↓↓↓
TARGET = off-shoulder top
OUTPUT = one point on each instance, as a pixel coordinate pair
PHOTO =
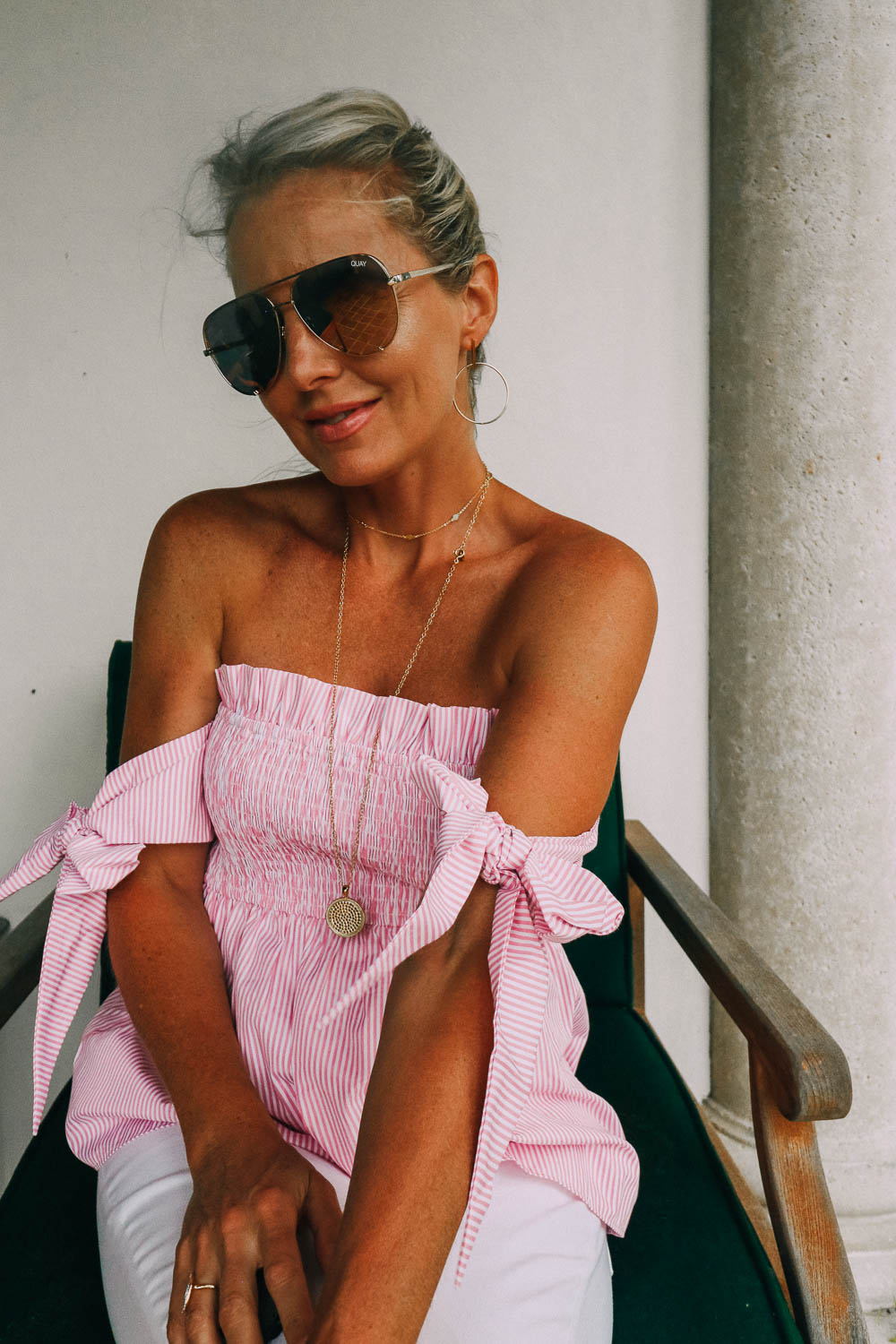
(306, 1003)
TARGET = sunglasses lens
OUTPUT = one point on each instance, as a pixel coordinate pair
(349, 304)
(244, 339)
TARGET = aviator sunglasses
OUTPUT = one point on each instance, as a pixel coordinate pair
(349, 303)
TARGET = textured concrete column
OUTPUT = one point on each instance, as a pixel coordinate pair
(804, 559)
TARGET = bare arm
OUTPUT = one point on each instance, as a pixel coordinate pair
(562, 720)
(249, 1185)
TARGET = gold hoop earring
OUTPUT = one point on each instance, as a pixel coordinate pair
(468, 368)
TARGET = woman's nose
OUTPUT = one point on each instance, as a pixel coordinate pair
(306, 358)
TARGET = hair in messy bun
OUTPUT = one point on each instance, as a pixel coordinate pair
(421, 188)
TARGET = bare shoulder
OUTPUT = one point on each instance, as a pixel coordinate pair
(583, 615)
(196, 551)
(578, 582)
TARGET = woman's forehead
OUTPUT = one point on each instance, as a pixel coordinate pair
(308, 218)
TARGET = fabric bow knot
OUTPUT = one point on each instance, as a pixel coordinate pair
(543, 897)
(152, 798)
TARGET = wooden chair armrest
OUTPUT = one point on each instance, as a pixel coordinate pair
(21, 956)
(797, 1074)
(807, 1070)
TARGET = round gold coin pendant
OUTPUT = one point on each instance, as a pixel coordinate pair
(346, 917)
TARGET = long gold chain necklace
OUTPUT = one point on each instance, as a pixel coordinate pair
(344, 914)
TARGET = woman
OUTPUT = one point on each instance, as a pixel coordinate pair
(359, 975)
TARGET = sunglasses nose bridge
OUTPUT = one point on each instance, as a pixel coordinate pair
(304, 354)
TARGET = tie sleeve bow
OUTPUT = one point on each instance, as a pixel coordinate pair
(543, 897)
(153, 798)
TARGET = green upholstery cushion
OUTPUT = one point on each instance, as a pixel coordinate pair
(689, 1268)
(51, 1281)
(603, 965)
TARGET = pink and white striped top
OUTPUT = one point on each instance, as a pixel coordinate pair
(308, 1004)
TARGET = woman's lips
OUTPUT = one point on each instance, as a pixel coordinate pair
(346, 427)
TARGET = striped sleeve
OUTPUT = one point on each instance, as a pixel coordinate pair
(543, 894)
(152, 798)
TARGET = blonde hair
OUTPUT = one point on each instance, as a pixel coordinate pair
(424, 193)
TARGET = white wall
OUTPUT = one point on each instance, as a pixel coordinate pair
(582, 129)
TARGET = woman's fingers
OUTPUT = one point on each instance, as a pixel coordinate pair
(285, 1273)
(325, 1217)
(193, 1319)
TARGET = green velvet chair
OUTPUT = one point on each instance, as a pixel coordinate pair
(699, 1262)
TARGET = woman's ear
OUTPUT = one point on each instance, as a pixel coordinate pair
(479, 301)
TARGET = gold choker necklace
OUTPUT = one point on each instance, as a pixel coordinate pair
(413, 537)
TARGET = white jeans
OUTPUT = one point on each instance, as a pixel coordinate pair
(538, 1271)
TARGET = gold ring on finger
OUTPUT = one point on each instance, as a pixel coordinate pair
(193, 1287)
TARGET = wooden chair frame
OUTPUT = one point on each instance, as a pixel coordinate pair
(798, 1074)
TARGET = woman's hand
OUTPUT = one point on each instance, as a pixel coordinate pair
↑↑↑
Look through the entries and work out how many lines have the word "bare" in them; reply with that number only.

■ EXERCISE SOLUTION:
2